Copy out all of the data below, substituting "Mark" for every occurrence of "Annotate" and leaving everything else unchanged. Omit the pictures from your output.
========================================
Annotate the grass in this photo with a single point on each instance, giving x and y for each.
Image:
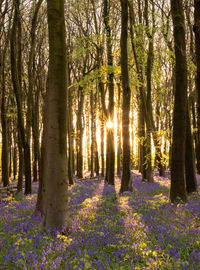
(138, 230)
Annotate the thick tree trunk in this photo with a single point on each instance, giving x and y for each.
(16, 79)
(196, 29)
(178, 182)
(126, 174)
(55, 175)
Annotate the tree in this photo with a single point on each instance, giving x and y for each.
(126, 173)
(178, 183)
(196, 29)
(110, 149)
(55, 173)
(16, 71)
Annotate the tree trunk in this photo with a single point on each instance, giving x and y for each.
(178, 183)
(96, 159)
(102, 146)
(110, 163)
(55, 175)
(92, 133)
(4, 154)
(126, 174)
(191, 181)
(196, 29)
(118, 132)
(80, 134)
(16, 79)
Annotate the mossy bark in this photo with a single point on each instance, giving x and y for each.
(178, 181)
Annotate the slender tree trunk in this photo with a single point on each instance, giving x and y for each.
(178, 182)
(4, 154)
(102, 146)
(20, 165)
(55, 167)
(92, 133)
(30, 117)
(126, 174)
(191, 181)
(14, 157)
(70, 138)
(80, 135)
(110, 163)
(95, 139)
(118, 133)
(196, 29)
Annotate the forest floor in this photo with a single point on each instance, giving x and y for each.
(138, 230)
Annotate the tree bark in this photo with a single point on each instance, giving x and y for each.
(80, 134)
(55, 173)
(126, 174)
(196, 29)
(4, 154)
(16, 79)
(110, 163)
(190, 173)
(178, 182)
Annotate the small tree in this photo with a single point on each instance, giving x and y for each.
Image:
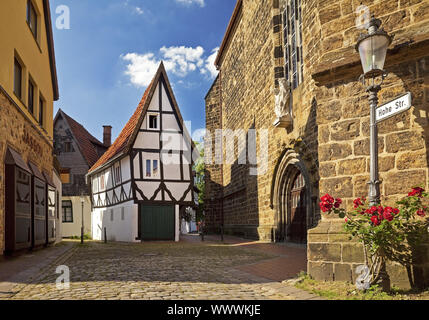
(386, 233)
(199, 168)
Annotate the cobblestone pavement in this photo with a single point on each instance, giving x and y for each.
(158, 271)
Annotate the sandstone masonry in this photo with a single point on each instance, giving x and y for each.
(329, 140)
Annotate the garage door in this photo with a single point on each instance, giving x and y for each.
(157, 222)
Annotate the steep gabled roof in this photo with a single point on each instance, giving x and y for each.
(126, 138)
(229, 32)
(86, 142)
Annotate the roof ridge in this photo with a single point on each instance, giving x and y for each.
(121, 141)
(79, 124)
(85, 141)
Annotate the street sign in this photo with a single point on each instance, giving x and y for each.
(398, 105)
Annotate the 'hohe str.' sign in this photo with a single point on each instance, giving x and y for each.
(389, 109)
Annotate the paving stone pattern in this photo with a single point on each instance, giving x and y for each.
(158, 271)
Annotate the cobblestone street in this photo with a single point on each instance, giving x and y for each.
(153, 271)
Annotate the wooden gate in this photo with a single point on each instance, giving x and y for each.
(298, 217)
(157, 223)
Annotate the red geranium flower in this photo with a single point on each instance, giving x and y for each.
(416, 192)
(338, 202)
(388, 215)
(375, 220)
(357, 203)
(421, 213)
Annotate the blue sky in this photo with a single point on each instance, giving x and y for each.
(113, 47)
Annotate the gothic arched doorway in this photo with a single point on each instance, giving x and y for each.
(291, 199)
(297, 216)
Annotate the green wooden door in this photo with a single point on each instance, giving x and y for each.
(157, 222)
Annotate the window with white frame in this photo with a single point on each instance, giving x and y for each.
(292, 35)
(153, 121)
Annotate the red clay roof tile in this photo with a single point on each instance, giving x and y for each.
(85, 140)
(123, 138)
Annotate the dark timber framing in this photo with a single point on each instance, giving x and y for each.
(162, 83)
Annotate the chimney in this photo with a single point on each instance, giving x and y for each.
(107, 135)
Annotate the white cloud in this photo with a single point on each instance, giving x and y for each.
(210, 66)
(190, 2)
(141, 68)
(138, 10)
(180, 61)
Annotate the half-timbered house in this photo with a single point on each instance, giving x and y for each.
(141, 183)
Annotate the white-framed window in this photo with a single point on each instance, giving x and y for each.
(155, 167)
(153, 121)
(117, 174)
(151, 168)
(102, 184)
(148, 169)
(292, 36)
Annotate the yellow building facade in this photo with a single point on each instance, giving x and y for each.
(28, 89)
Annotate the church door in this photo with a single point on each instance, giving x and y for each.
(298, 217)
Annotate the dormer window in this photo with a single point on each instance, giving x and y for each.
(153, 123)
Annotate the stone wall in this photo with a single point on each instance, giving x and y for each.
(213, 171)
(343, 120)
(329, 139)
(251, 64)
(19, 133)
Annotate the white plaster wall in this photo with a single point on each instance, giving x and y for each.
(73, 229)
(177, 233)
(147, 140)
(125, 169)
(169, 122)
(58, 222)
(166, 106)
(125, 230)
(154, 104)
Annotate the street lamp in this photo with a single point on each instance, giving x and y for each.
(82, 201)
(372, 48)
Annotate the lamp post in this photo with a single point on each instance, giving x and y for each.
(82, 201)
(372, 48)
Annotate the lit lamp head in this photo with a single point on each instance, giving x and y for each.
(372, 48)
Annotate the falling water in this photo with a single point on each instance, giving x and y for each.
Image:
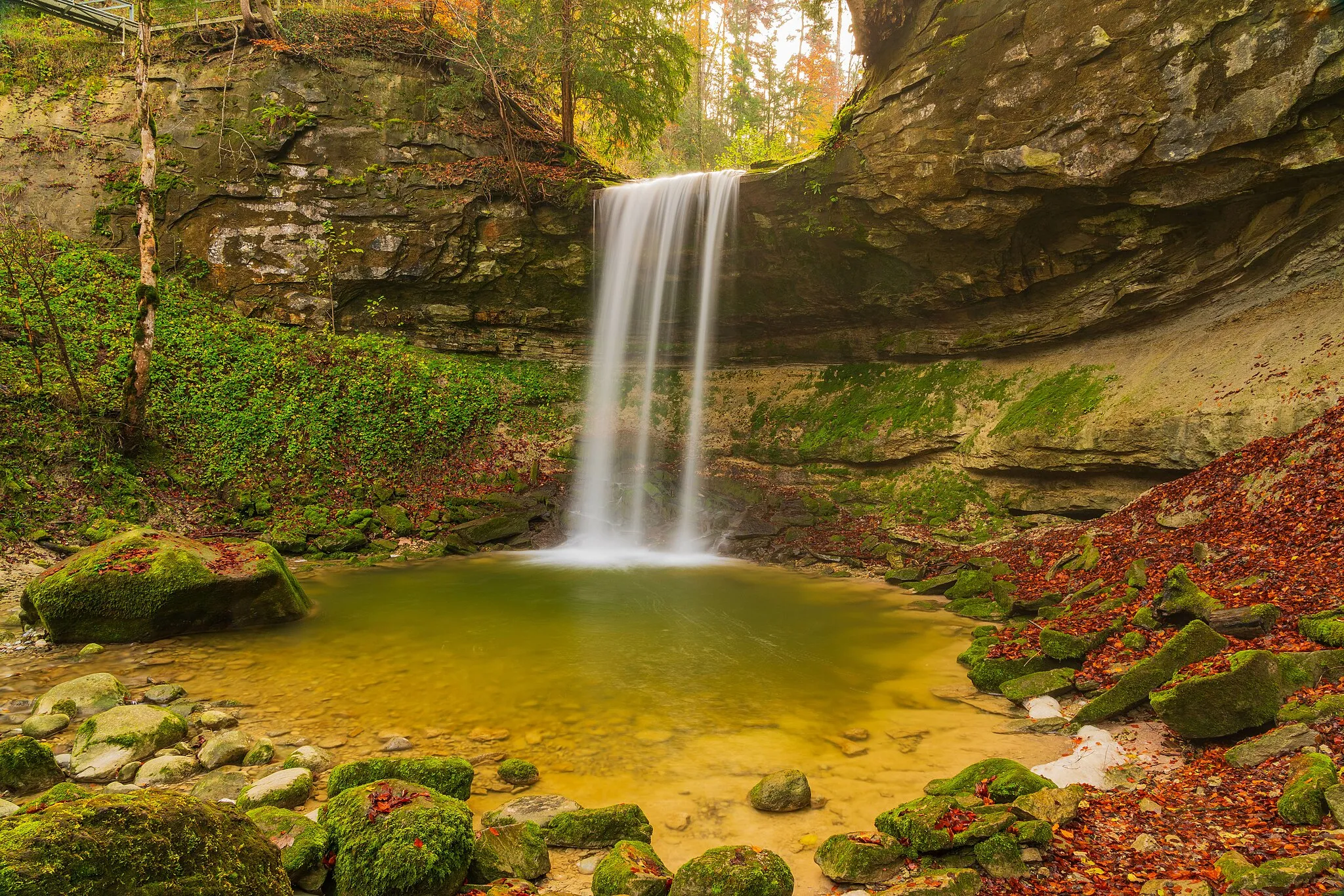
(659, 245)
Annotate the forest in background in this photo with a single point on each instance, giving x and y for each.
(648, 87)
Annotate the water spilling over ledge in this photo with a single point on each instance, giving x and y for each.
(660, 246)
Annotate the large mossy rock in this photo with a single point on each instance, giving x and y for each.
(106, 742)
(27, 766)
(301, 842)
(146, 584)
(860, 857)
(914, 825)
(632, 868)
(781, 792)
(91, 695)
(1246, 696)
(397, 837)
(510, 851)
(450, 775)
(598, 828)
(1003, 779)
(1196, 641)
(734, 871)
(142, 844)
(1309, 775)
========================================
» Worked answer:
Mark the grass in this photo with a single point on each instance, giving x and y for each.
Image:
(138, 230)
Mark the thick tree trunk in this photo with a single point on each instance, giving x and y for each.
(16, 79)
(196, 29)
(178, 182)
(126, 174)
(55, 175)
Mark the tree in this photo with a single point on each instance, giving x and y for each.
(126, 173)
(178, 183)
(196, 29)
(110, 149)
(55, 173)
(16, 71)
Mark the tree trunk in this photo with a single point on each instance, giving x and y for each.
(178, 183)
(96, 159)
(102, 146)
(110, 163)
(55, 175)
(92, 133)
(4, 154)
(126, 174)
(191, 181)
(196, 29)
(118, 132)
(80, 134)
(16, 79)
Mark the mossy bark in this photo with a single point on each instance, giving x and y for each.
(178, 181)
Mark the slender tree trunk in this photo with a single point on each instance, giving x and y for each.
(178, 182)
(4, 154)
(102, 146)
(20, 165)
(55, 167)
(92, 133)
(30, 117)
(126, 174)
(191, 181)
(14, 157)
(70, 138)
(80, 135)
(110, 163)
(95, 139)
(118, 133)
(196, 29)
Mark the forest floor in this photo with a single point on each instance, giving x and y for each.
(138, 230)
Mark the tree bark in this photo with a single point on each instance, giving x and y for each.
(80, 134)
(55, 173)
(126, 174)
(196, 29)
(4, 154)
(16, 79)
(110, 163)
(190, 173)
(178, 182)
Mark the small tree in this photo with a single point on each instance, giving x and y for each.
Image:
(386, 233)
(199, 168)
Mark the cobblestone pavement in this photo with a single point on each instance, giving x and y for each.
(158, 271)
Mark the sandstone masonry in this photo with a single point on each instance, giving x and y for each.
(329, 140)
Mark the garage door in this photo with a single point on each instance, giving x and y for each.
(157, 222)
Mark the steep gabled roof in this photo with a single point on each instance, giving x and y for each.
(126, 138)
(229, 32)
(86, 142)
Mark the roof ridge in this photo with a single point on each instance, giving x and y for each.
(121, 141)
(79, 124)
(85, 141)
Mark the street sign in this photo with a single point on each instance, giving x and y for each.
(398, 105)
Mark the 'hohe str.' sign in this photo with a single point on each instance, giving x and y for each.
(389, 109)
Mark the paving stone pattern in this photo with a single point on each instance, giving x and y for each.
(158, 271)
Mark the cobblestone street in this photo with a single point on each instance, giving x and y for each.
(153, 271)
Mark the wooden gate in this photo with a single point on each instance, giving x and y for each.
(298, 217)
(157, 223)
Mark the red geranium flower in this photo with a single point on each instance, giving x and y for each.
(416, 192)
(338, 202)
(388, 215)
(375, 220)
(357, 203)
(421, 213)
Mark the blue sky in this photo with a single point on each instance, giving x and y for each.
(113, 47)
Mark the gothic arched doorway in this photo with a single point on each instance, giving x and y for each.
(291, 199)
(297, 216)
Mark the green wooden door in this photo with a single point on each instance, giving x and y for each.
(157, 222)
Mark the window with white frame in this photo with a single point on each instance, giving x and y for each.
(292, 35)
(153, 121)
Mark the red clay roof tile in this photo with a single point on each instance, giving x and y for each.
(85, 140)
(123, 138)
Mark the dark timber framing in this photo with a single point on each instance, giving x and y for each.
(162, 83)
Mark the chimney in this photo with a single point on each instance, giving x and y for each.
(107, 135)
Mark the white cloud in this photo with a single point on each instance, giving x and y for each.
(210, 66)
(190, 2)
(141, 68)
(138, 10)
(180, 61)
Mark the half-timbered house in this photo with a single point on each instance, giving x and y for each.
(141, 183)
Mark the white-framed window in this photo with a single point on each instance, giving x and y for each.
(155, 167)
(153, 121)
(117, 174)
(151, 168)
(102, 184)
(148, 169)
(292, 36)
Mark the yellow building facade in this photo with a single point on each instance, giving x and y for each.
(28, 89)
Mark the church door in this photo with a single point on each instance, giving x and y for each.
(298, 217)
Mark the dormer window in this photo with a single point on each instance, giving x and y for each.
(153, 123)
Mark the stone wall in this photo with a single point on each instance, giving x and y for each.
(213, 171)
(343, 120)
(329, 139)
(251, 64)
(19, 133)
Mark the white plaster wall in this photo with a single point on each instance, giving x and y for each.
(73, 229)
(177, 233)
(147, 140)
(125, 169)
(169, 122)
(58, 222)
(166, 106)
(125, 230)
(154, 104)
Mark the street lamp in this photo with a single point on each instance, giving x and y for each.
(82, 201)
(372, 48)
Mark the lamp post in this photo with a single point on each instance, giving x and y for each.
(82, 201)
(372, 48)
Mark the lit lamp head in this photo with a single point on each instance, giving x and y for each.
(372, 48)
Mark the falling water in this photo with a single point on each instance, giving x and y for each.
Image:
(659, 245)
Mark the forest in background in this photo with a single point on each instance, giving x and y for each.
(648, 87)
Mark the water spilling over ledge in this photo with a single point on each instance, giving x and y for each.
(660, 246)
Mark the large mossy rock in this photo with a single point on each instance, giving x and y for each.
(106, 742)
(27, 766)
(301, 842)
(146, 584)
(860, 857)
(914, 825)
(632, 868)
(781, 792)
(91, 695)
(1246, 696)
(397, 837)
(510, 851)
(450, 775)
(598, 828)
(1003, 779)
(1196, 641)
(734, 871)
(142, 844)
(1309, 775)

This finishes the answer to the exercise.